DO THIS: Show every line of the records below that contains the word "plastic", copying each line in full. Case counts, so include only lines where the word matches in case.
═════ RECORDS SUPPLIED ═════
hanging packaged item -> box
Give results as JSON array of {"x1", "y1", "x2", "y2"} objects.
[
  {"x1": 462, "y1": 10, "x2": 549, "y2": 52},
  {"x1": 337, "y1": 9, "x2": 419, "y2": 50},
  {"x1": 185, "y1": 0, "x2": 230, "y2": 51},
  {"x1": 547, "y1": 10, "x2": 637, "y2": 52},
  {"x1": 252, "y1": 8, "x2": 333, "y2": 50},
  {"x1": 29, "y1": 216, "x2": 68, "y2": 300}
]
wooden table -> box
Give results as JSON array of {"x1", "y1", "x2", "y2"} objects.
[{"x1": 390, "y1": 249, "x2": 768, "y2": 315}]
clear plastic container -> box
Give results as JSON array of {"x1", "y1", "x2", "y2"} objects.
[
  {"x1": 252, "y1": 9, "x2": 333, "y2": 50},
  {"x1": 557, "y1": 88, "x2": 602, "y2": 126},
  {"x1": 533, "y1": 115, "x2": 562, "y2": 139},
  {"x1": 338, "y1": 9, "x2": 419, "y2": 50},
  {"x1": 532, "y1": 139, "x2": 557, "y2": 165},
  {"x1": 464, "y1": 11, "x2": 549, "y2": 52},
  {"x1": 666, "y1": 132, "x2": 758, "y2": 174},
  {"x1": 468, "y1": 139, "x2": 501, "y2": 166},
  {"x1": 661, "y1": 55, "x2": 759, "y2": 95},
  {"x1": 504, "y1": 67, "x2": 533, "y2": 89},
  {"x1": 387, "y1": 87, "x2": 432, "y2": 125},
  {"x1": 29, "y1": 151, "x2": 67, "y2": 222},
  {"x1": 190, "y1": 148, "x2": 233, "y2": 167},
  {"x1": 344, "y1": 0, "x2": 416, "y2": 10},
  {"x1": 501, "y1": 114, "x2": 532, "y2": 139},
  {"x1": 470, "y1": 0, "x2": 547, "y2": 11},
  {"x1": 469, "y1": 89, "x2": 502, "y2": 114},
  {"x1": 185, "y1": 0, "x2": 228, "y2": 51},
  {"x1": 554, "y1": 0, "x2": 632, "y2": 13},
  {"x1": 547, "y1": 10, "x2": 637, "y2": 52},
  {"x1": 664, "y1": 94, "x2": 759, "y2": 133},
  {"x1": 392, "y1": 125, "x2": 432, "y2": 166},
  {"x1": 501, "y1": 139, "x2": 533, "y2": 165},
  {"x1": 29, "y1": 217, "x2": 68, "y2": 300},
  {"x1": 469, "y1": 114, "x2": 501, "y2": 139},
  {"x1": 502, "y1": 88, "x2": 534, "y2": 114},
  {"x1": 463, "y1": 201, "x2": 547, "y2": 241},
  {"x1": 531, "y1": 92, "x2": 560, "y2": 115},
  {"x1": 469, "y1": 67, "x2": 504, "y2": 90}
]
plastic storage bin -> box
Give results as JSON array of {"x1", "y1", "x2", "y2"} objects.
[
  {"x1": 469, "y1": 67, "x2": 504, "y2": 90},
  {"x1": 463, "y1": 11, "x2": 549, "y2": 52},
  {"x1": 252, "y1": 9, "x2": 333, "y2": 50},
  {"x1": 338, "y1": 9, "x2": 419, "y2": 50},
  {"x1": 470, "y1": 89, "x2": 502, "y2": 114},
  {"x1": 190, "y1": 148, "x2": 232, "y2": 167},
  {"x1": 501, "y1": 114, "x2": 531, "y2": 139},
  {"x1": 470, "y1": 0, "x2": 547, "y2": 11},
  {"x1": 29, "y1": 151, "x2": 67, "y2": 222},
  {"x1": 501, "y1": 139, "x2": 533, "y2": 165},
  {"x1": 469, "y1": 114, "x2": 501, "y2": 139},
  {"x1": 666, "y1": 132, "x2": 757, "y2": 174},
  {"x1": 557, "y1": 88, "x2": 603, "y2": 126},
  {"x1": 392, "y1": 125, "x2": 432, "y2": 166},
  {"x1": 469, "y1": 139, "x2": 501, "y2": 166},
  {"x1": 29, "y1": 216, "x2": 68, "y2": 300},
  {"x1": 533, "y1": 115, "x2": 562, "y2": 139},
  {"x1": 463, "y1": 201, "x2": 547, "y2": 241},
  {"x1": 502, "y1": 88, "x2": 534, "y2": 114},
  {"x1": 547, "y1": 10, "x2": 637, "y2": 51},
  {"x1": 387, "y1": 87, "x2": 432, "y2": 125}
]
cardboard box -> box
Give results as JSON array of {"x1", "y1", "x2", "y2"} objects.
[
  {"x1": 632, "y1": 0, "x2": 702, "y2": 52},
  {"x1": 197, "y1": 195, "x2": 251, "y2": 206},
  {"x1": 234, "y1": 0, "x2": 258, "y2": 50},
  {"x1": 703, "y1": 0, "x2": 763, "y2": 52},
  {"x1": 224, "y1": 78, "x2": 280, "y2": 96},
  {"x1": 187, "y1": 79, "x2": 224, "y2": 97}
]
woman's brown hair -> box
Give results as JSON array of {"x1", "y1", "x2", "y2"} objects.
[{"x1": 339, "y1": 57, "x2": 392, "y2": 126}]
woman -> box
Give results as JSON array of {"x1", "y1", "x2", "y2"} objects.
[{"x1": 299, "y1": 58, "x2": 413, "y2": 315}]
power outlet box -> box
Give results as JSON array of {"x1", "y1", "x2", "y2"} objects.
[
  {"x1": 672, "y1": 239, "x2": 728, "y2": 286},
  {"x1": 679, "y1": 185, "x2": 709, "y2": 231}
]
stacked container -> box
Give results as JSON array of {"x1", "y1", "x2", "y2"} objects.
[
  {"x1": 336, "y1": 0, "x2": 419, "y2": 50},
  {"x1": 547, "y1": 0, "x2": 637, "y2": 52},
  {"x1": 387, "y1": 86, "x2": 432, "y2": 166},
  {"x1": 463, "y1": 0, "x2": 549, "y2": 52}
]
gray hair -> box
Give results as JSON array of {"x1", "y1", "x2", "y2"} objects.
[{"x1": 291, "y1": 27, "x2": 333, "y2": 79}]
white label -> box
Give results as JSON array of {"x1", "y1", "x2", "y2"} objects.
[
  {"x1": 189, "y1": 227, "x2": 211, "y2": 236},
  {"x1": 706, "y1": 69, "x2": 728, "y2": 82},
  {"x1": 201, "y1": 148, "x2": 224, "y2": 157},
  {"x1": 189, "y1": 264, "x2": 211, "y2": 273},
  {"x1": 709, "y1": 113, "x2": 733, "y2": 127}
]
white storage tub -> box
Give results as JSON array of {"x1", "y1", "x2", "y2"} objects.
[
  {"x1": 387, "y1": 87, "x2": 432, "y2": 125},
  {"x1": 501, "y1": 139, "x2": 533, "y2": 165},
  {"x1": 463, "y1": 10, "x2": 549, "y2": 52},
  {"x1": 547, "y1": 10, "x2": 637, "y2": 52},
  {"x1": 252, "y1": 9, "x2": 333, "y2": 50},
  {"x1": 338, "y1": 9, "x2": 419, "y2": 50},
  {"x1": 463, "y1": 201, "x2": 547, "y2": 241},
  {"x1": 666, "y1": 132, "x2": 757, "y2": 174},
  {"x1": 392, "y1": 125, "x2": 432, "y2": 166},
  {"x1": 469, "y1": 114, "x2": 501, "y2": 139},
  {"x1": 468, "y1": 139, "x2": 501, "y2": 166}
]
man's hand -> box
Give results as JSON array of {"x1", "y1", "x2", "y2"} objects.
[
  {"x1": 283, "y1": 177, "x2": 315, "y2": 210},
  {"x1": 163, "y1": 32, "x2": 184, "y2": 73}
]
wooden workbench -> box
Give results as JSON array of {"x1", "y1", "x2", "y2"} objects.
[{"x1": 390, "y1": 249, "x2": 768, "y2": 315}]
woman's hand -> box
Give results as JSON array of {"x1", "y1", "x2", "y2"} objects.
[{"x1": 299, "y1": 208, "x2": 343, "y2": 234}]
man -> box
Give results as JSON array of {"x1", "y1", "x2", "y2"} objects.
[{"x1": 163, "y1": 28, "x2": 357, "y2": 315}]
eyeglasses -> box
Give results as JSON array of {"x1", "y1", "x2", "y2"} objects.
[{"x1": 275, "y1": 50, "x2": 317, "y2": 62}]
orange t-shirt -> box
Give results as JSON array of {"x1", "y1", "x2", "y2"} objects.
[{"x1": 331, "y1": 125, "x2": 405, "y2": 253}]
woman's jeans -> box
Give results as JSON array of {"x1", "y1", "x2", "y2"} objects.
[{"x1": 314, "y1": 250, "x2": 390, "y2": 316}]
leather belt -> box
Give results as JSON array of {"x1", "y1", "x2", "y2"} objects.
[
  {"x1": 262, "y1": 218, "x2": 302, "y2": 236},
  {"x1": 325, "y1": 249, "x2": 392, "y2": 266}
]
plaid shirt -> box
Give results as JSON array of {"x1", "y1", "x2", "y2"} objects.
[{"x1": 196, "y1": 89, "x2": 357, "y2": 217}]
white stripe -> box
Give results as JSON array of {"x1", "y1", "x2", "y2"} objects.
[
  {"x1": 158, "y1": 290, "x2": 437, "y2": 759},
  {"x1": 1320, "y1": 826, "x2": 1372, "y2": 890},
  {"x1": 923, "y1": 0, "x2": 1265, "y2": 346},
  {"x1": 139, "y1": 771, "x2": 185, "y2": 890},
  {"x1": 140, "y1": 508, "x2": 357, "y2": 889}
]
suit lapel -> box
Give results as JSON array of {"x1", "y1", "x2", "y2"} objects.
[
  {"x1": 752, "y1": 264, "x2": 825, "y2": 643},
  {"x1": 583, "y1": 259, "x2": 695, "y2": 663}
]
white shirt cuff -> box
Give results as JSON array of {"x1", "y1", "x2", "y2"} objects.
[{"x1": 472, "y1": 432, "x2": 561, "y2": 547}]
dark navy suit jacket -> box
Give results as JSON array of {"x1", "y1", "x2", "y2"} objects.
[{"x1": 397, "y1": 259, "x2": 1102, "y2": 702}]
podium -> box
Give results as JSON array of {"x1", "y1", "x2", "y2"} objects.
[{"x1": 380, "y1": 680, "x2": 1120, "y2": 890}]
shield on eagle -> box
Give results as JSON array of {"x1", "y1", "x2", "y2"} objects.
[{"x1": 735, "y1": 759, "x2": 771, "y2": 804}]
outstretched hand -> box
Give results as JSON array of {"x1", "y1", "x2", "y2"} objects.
═════
SOLUTION:
clear plastic container -> box
plastic storage bin -> box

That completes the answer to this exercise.